── EXCERPT PROVIDED ──
Private school in Charleston, West Virginia, United States

Charleston Catholic High School is a Catholic high school located in eastern downtown Charleston, West Virginia, US. CCHS was founded in 1923 and is part of the Roman Catholic Diocese of Wheeling-Charleston.

==History==

As early as 1869, Sacred Heart Church (founded in 1815) had established a parochial school and conducted primary grades irregularly throughout the late 1800s. In 1903, the Sisters of St. Francis of Penance and Christian Charity, of Stella Niagara, New York, assumed administration of the school. In 1923, Sacred Heart added high school grades in the former Chilton house in downtown Charleston and named the institution Sacred Heart High School. In 1940, John J. Swint, the bishop of the then Diocese of Wheeling, created Charleston Catholic High School. Area Catholics contributed to the construction of a three-story building, including science laboratories and a gymnasium, completed in 1941. Post-war growth of Charleston led to the expansion of the school and the addition of a third floor in the 1950s. Enrollment peaked in the late 1960s and then began a slow decline in the mid-1980s.
───
Can you update the Charleston Catholic High School text from "As early as" through "in the mid-1980s." so that "library" replaces "gymnasium"?
── DATA EXTRACTS ──
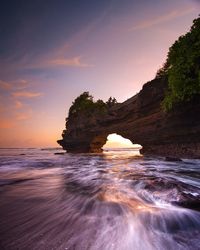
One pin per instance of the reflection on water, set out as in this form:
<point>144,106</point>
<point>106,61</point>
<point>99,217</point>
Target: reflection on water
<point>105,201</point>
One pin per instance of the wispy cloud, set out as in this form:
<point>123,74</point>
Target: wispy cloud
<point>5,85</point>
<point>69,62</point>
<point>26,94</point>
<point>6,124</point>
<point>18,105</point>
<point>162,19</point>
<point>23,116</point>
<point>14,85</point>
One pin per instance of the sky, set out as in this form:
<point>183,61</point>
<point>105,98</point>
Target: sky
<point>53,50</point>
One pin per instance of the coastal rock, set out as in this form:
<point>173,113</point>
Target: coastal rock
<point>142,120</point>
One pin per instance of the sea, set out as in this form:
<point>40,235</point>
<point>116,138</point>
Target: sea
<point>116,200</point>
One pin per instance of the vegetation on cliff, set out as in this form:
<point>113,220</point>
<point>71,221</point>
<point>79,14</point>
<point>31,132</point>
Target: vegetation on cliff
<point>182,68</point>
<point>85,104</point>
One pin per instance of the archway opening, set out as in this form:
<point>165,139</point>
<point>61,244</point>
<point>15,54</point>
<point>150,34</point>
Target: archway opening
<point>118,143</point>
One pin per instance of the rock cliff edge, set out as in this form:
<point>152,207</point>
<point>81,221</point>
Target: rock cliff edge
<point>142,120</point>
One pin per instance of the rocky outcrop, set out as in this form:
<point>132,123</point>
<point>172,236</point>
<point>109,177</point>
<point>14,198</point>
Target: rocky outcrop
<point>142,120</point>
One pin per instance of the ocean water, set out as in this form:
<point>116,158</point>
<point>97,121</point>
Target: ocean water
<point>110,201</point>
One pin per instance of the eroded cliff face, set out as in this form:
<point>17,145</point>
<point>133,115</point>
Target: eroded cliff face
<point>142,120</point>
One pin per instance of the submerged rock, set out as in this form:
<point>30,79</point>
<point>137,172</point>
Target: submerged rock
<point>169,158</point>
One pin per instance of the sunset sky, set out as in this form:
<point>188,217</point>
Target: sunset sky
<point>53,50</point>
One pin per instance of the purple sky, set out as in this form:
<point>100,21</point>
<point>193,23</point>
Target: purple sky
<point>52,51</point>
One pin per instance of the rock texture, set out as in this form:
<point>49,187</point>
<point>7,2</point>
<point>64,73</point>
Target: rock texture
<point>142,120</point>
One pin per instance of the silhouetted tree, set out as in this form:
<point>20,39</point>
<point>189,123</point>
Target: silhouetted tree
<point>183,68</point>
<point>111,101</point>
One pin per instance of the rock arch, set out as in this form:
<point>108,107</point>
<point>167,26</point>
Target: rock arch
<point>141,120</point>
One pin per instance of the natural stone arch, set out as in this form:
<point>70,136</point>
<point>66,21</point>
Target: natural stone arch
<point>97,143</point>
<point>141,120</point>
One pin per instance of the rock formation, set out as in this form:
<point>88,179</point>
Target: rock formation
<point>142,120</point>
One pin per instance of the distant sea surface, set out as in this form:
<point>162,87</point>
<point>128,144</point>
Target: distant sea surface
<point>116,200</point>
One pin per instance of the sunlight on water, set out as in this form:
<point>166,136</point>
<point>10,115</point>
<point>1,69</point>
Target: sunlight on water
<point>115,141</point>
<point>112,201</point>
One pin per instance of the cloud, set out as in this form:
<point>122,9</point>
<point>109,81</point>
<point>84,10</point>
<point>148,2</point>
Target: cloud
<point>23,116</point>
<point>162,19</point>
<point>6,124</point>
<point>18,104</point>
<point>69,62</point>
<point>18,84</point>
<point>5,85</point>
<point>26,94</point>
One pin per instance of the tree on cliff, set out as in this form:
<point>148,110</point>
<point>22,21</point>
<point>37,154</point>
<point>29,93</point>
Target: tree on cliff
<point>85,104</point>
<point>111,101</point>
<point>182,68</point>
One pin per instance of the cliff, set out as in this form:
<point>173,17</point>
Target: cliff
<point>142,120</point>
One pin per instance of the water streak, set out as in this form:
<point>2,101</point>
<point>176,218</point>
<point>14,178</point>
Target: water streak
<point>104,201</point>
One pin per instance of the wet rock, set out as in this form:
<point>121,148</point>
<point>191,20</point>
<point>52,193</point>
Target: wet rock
───
── DATA EXTRACTS ──
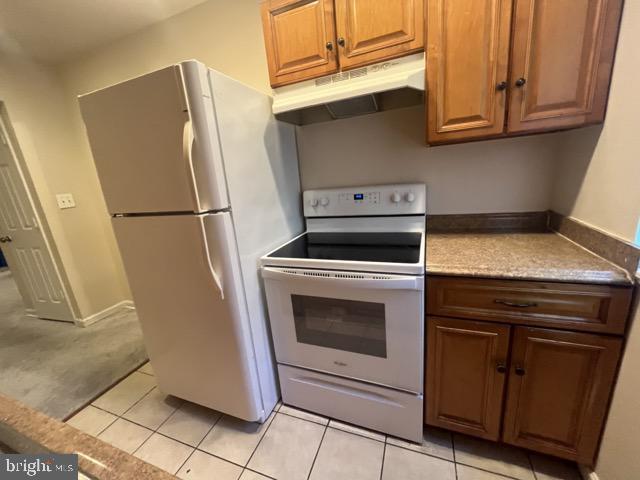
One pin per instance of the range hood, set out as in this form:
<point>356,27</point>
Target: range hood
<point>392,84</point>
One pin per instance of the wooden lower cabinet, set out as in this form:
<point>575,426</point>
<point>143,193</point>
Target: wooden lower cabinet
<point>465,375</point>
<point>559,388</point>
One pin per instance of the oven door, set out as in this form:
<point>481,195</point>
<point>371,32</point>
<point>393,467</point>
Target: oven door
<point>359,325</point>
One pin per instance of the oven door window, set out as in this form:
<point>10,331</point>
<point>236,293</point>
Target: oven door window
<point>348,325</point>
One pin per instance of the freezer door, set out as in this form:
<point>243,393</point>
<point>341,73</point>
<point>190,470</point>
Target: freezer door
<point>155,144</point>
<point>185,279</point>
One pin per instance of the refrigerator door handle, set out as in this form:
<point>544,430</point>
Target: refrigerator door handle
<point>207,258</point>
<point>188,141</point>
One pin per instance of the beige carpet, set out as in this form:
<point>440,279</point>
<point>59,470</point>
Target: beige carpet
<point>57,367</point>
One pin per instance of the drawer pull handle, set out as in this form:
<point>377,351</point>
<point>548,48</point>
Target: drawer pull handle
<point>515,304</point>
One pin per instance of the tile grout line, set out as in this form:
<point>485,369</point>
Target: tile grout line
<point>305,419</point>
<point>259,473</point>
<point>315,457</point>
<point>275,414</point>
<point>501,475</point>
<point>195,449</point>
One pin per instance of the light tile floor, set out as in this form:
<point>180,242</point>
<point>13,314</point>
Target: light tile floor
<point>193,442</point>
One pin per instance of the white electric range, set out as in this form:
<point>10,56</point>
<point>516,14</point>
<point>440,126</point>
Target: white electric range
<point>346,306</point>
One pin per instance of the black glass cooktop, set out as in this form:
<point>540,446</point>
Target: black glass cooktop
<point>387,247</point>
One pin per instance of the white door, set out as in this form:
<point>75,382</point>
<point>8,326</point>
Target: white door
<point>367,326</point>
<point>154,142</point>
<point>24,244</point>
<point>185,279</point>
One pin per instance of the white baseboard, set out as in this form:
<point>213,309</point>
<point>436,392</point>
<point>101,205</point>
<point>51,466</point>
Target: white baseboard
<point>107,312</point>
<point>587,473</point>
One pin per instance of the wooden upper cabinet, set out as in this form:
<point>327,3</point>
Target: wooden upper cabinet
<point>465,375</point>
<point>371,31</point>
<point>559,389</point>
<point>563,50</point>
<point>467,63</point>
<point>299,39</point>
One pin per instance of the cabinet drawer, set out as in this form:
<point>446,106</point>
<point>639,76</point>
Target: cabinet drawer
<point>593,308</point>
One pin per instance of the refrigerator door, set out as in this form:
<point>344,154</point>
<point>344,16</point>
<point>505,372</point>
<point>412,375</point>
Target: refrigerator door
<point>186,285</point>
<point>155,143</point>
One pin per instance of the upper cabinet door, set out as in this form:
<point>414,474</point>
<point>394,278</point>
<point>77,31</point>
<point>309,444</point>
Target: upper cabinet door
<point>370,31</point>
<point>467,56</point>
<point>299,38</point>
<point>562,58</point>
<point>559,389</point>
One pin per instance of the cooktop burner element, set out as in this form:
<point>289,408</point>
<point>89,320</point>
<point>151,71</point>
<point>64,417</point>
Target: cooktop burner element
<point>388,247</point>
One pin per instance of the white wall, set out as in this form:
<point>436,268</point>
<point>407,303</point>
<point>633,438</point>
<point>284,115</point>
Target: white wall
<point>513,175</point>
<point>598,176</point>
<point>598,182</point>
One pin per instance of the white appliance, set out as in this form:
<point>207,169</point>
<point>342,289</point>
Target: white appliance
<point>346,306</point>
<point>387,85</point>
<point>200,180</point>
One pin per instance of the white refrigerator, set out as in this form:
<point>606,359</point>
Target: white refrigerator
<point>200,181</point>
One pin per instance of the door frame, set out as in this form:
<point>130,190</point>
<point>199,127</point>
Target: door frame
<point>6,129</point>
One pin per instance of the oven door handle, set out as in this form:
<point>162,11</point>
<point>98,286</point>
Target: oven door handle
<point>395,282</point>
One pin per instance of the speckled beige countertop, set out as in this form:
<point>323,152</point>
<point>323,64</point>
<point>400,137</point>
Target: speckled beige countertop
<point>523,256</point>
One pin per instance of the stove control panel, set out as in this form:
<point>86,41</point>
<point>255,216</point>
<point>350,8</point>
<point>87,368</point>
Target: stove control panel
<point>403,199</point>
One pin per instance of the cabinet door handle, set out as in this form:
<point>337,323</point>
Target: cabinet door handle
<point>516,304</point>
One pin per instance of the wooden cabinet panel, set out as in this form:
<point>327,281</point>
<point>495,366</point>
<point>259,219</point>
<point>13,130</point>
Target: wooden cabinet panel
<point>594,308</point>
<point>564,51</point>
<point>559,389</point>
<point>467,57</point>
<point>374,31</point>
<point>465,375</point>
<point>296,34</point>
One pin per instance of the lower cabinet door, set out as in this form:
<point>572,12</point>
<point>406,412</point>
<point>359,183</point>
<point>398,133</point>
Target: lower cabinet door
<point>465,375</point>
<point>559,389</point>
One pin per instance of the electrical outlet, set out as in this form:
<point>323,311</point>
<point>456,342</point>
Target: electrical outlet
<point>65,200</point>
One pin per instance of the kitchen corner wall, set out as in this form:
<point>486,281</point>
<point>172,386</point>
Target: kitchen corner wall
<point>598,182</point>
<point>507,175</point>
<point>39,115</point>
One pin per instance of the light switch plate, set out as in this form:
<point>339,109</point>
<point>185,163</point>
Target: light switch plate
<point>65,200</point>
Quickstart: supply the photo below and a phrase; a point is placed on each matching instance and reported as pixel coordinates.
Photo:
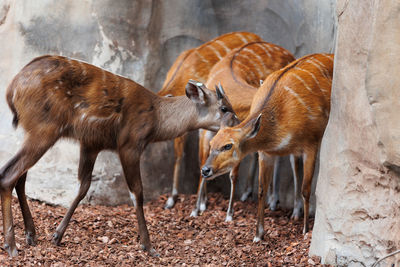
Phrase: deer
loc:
───
REPLY TO THE TASK:
As early as 1869, Sacred Heart Church (founded in 1815) had established a parochial school and conducted primary grades irregularly throughout the late 1800s. In 1903, the Sisters of St. Francis of Penance and Christian Charity, of Stella Niagara, New York, assumed administration of the school. In 1923, Sacred Heart added high school grades in the former Chilton house in downtown Charleston and named the institution Sacred Heart High School. In 1940, John J. Swint, the bishop of the then Diocese of Wheeling, created Charleston Catholic High School. Area Catholics contributed to the construction of a three-story building, including science laboratories and a library, completed in 1941. Post-war growth of Charleston led to the expansion of the school and the addition of a third floor in the 1950s. Enrollment peaked in the late 1960s and then began a slow decline in the mid-1980s.